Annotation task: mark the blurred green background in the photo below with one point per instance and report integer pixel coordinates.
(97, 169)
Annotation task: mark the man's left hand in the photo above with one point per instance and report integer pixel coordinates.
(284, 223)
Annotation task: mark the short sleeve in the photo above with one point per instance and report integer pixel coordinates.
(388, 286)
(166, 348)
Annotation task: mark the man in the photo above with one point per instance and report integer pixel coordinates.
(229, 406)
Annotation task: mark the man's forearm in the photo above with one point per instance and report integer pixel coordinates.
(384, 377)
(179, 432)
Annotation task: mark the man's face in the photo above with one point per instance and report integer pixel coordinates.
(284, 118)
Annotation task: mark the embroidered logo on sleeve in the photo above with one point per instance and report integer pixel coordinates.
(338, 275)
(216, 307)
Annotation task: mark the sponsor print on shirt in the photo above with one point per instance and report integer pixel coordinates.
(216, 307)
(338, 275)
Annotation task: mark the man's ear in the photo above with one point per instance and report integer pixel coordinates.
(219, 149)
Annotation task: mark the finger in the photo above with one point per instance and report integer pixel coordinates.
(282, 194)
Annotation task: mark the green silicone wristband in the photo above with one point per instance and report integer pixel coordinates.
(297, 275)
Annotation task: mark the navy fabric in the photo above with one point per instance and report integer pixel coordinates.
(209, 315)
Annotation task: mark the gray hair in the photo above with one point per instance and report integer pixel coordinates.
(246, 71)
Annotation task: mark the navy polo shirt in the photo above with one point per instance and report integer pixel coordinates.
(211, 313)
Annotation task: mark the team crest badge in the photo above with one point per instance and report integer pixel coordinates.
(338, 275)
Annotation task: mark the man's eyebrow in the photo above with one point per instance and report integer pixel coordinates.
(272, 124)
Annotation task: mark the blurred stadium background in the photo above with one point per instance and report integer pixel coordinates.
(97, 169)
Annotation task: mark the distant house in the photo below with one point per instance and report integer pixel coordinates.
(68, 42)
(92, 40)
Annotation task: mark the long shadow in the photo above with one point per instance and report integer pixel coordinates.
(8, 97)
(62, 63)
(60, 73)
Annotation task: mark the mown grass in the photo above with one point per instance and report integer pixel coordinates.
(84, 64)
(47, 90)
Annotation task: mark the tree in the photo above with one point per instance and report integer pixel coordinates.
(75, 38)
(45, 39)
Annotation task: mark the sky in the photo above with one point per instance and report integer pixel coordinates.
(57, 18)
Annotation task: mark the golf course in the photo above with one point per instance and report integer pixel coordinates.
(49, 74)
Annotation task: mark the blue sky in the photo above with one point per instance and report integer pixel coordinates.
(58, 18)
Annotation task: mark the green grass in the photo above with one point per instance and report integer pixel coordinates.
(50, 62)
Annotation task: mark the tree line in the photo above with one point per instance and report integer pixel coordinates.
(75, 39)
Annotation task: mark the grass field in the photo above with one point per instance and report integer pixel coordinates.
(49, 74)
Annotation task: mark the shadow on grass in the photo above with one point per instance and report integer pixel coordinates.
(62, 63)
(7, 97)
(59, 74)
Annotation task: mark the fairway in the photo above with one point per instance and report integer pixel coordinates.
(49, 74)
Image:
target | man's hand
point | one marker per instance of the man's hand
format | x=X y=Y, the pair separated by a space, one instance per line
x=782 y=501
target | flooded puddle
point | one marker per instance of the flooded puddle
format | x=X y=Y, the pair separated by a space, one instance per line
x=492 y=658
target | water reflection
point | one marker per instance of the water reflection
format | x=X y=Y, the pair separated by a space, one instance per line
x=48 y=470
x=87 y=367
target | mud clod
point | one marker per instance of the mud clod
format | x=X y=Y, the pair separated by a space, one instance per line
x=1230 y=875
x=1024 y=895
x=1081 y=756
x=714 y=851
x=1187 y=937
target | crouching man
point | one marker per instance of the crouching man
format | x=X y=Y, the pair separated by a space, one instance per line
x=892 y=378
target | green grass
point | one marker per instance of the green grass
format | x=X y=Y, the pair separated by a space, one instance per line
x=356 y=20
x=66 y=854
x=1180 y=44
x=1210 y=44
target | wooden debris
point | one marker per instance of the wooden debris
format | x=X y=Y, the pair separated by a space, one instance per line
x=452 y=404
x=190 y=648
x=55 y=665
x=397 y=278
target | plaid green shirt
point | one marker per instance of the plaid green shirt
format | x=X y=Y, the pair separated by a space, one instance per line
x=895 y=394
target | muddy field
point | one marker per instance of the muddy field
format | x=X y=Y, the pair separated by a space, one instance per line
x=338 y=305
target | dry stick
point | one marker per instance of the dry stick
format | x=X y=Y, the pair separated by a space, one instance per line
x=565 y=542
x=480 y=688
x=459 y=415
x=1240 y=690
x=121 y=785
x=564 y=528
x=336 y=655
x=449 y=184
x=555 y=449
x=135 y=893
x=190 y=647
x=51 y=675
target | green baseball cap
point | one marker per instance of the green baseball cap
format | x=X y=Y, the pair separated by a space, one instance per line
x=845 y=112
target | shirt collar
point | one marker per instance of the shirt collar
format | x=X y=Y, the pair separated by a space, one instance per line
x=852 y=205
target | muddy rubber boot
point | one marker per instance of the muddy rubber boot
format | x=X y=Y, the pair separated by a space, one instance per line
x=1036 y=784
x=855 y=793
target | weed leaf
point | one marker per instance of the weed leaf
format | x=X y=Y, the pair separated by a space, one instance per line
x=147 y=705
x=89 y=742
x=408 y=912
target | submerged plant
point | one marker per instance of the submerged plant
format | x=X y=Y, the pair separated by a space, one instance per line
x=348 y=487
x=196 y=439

----

EXERCISE AIM:
Write out the material above exactly, leaving out no line.

EXERCISE RESPONSE:
Annotation task: mark the blurred green background in the photo below with one point per instance and report integer pixel coordinates.
(97, 169)
Annotation task: mark the man's left hand in the photo above with one point per instance and report integer pixel coordinates.
(284, 223)
Annotation task: mark the short sleeve in the photo above with one point per instance and report integer pixel coordinates.
(388, 286)
(166, 348)
Annotation task: mark the man in the photo above with one point per instance and report integer pixel coordinates.
(229, 406)
Annotation task: mark the man's forearm in the photo above with one point per instance and report integer pixel coordinates.
(384, 377)
(179, 432)
Annotation task: mark the man's face in the photo above with one point per instance and report integer pixel coordinates.
(284, 118)
Annotation task: mark the embroidered logo on sleeve in the photo above with one point per instance and report integer pixel coordinates.
(338, 275)
(216, 307)
Annotation task: mark the sponsor print on shirt in the photo above with one point per instance and report integer pixel coordinates.
(216, 307)
(338, 275)
Annotation task: mark the man's ear in the photo above with one point per instance and report integer pixel coordinates.
(219, 149)
Annotation task: mark the finger in the photo above with one point per instance and report integer pixel coordinates.
(282, 194)
Annotation task: mark the green silicone wristband in the photo above with one point per instance and report integer pixel coordinates.
(297, 275)
Annotation task: mark the navy fabric in the photo above with one point per instance and report integer pixel coordinates.
(209, 315)
Annotation task: mark the gray hair in the photo above with one point per instance and report integer pixel coordinates.
(246, 71)
Annotation task: mark the navy polo shirt in the photo above with one point per instance and report integer pixel coordinates.
(211, 313)
Annotation task: mark the team crest badge in the photo above with one point per instance and report integer pixel coordinates.
(338, 275)
Annotation task: mark the man's eyebrow in the photo above with one point per instance and report integer pixel coordinates.
(272, 124)
Annotation task: mark the blurred stadium background in the photo above with one point per instance and report integer pixel coordinates.
(97, 169)
Annotation task: mark the distant house in the photo below with one point per instance and report integer pixel coordinates.
(68, 42)
(92, 40)
Annotation task: mark the long shadow in the photo above with one point per instance and report integer pixel coordinates.
(8, 97)
(62, 63)
(60, 73)
Annotation task: mark the mown grass in the photo above with one point per instance and report integer pixel coordinates.
(84, 64)
(47, 90)
Annotation task: mark the tree in the photo above with one point per instance and report integer pixel coordinates.
(75, 38)
(45, 39)
Annotation task: mark the sky in the photo above with one point per instance and report integer pixel coordinates.
(57, 18)
Annotation task: mark the golf course in the photo above with one point per instance and report integer pixel coordinates.
(49, 74)
Annotation task: mark the blue sky in the photo above with one point per instance and report integer pixel coordinates.
(58, 18)
Annotation task: mark the green grass in the photo above with one point per instance and report integer pixel coordinates.
(50, 62)
Annotation task: mark the tree line in the photo above with one point per instance and report integer pixel coordinates.
(75, 39)
Annotation task: mark the grass field in the photo above with one point per instance and report integer pixel coordinates.
(49, 74)
Annotation task: mark the shadow on grass in the photo above with one point per instance and report integer pixel coordinates.
(62, 63)
(7, 97)
(59, 74)
Annotation task: mark the fairway in the photo above with one point per instance and report integer pixel coordinates.
(49, 74)
Image:
target | man's hand
point | one marker per instance of the man's hand
format | x=X y=Y, the pair separated by a space, one instance per line
x=782 y=501
target | flooded puddle
point | one marker per instance of the flooded puddle
format | x=X y=Y, the pair separated by a space, one instance per line
x=492 y=658
target | water reflection
point | one marker per instance of the water reflection
format | x=X y=Y, the pair separated by a space, one instance per line
x=48 y=470
x=87 y=367
target | mud clod
point | one marker per instance of the mud clod
format | x=X y=Y, the pair separated by a space, one instance per line
x=1230 y=875
x=1024 y=895
x=1081 y=756
x=714 y=851
x=1187 y=937
target | crouching man
point | one marker per instance of the crouching man
format | x=X y=Y, the pair separated by a space, one instance per line
x=892 y=378
target | green grass
point | one marker per instance of the green grass
format | x=X y=Y, the pair separated by a space, one instance per line
x=356 y=20
x=66 y=854
x=1180 y=44
x=1210 y=44
target | wooden debris
point | one marker per instance of the wooden debris
format | x=X y=Y, the pair separated by a space, one instance per line
x=452 y=404
x=190 y=648
x=55 y=665
x=397 y=278
target | plaid green shirt
point | one marker per instance of the plaid green shirt
format | x=X y=Y, the pair separated by a space, one instance per line
x=895 y=394
target | muddy field
point | one marker per instance of the muddy field
format | x=X y=Y, the pair separated by a space, one instance per line
x=338 y=305
target | dry stick
point | one marker per instance of the dry stick
format | x=X y=Y, the pair separated by a space, one instance per line
x=565 y=542
x=480 y=688
x=459 y=415
x=1240 y=690
x=121 y=785
x=564 y=528
x=336 y=655
x=449 y=184
x=555 y=449
x=135 y=893
x=190 y=647
x=51 y=675
target | green baseball cap
point | one marker per instance of the green baseball cap
format | x=X y=Y, the pair separated by a space, one instance per line
x=845 y=112
target | shirt collar
point | one marker per instance of the shirt collar
format | x=X y=Y, the pair separated by a space, one instance per line
x=852 y=205
target | muddy rubber boot
point | one marker per instance of the muddy rubber boot
format | x=X y=Y, the pair separated by a space, one instance per line
x=1036 y=784
x=855 y=793
target | weed leaf
point | one marker per instance of the weed leaf
format | x=X y=Y, the pair separated by a space, one instance per line
x=147 y=705
x=89 y=742
x=408 y=912
target | submerged plant
point | one marker per instance of the submerged plant
format | x=X y=Y, the pair separated by a space, one instance per line
x=348 y=487
x=196 y=439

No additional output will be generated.